▶ TEXTE DU DOCUMENT:
-- -- --

Benoît XVI s’est exprimé et a poursuivi sa route. Le pape « conservateur » a eu des accents prophétiques dans ses écrits, or les prophètes ont toujours été perçus comme étrangers à leur temps. Le successeur de saint Pierre a-t-il pour autant le droit de renoncer à veiller sur les brebis qui lui ont été confiées ? S’agit-il purement d’un choix « moderne », celui de se retirer à temps, avant le déclin des forces physiques et mentales ? Ne faut-il pas lire aussi, dans le désistement de Benoît XVI, un signal d’alarme qui doit nous alerter sur les dérives de ce monde, les dangers qui guettent une humanité livrée à la violence, au sexe et à l’argent, et les « fautes contre l’unité de l’Église et les divisions du corps ecclésial », qu’il évoquait encore le mercredi des Cendres ?

Tout l’article ici : Benoît XVI et les « signes des temps » 

Commentaires

  • Considérer que se retirer dans la prière et la méditation, serait poser ses « outils de travail », cette affirmation semble paradoxale. Comme si la prière et la méditation, le dialogue confiant avec Dieu, n'étaient pas les plus importants « outils de travail » du chrétien, de l'homme qui veut suivre le Christ. Ce serait presque emboîter le pas de ces non catholiques qui prétendent que les moines et moniales sont des « inutiles », des « parasites » de la société. Ce serait presque dire que Saint Benoît lui-même n'aurait pas travaillé pour le Royaume de Dieu.

-- -- --

[Données issues d'une collection]
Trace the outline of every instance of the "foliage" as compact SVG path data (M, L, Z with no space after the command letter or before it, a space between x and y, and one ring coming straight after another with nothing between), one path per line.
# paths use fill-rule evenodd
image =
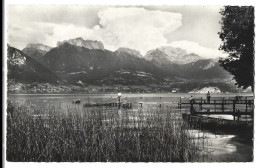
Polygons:
M254 7L225 6L221 11L221 31L218 33L223 44L220 50L228 53L219 60L220 65L230 72L238 87L254 88Z
M8 103L7 160L183 162L205 149L172 108L148 110Z

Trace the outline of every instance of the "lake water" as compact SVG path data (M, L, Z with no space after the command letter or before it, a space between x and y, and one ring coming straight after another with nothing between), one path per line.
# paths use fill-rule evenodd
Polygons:
M190 96L193 95L195 98L203 97L205 94L124 94L122 93L121 100L126 100L127 102L133 103L134 111L139 108L139 102L143 103L142 108L156 107L158 104L163 104L163 106L169 106L173 109L177 109L178 102L185 102L189 100ZM240 94L241 95L241 94ZM236 94L212 94L212 97L234 97ZM243 94L243 96L252 96L252 94ZM67 106L77 106L79 108L85 108L82 104L87 102L116 102L117 94L10 94L8 95L8 100L17 103L28 102L36 107L46 107L46 106L58 106L65 108ZM73 100L80 99L81 104L72 104ZM122 111L120 111L122 113ZM189 108L184 108L179 110L179 113L189 112ZM219 117L219 116L215 116ZM233 119L232 116L221 116L222 118ZM200 136L202 132L200 130L191 130L194 136ZM217 161L217 162L248 162L252 161L252 145L242 143L235 134L218 134L212 133L210 131L203 132L204 137L208 138L210 155L201 154L201 157L205 157L205 161Z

-- -- --

▶ EXERCICE ÉCRIT: Rédigez la suite du texte sur la renonciation de Benoît XVI, en reprenant juste après sa dernière phrase.

▶ RÉSULTAT PROPOSÉ:
    Ceci dit, je crois qu'il y aura toujours des « pour » et des « contre » cette décision de Benoît XVI. Il est bien normal que les catholiques, qui sont attachés à leur libre arbitre, qui ne sont pas des robots, discutent ou parfois se disputent, sur à peu près tout. L'important est qu'ils soient tous d'accord sur une chose, à savoir la Bonne Nouvelle à porter au monde, le commandement d'amour charité du Christ, envers le Créateur et sa Création.

    Benoît XVI a été un témoin de cet amour charité en étant, comme Pape, le premier serviteur de tous, l'humble serviteur de tous. Les catholiques (et même des non catholiques) reconnaissent ce témoignage rendu au Christ, et lui sont reconnaissants pour cela. Les débats en sens divers, sur la gestion et l'administration du Vatican, relèvent de ce que le temps effacera de la mémoire des hommes. Son témoignage à l'amour charité ne s'effacera pas et portera seul des fruits.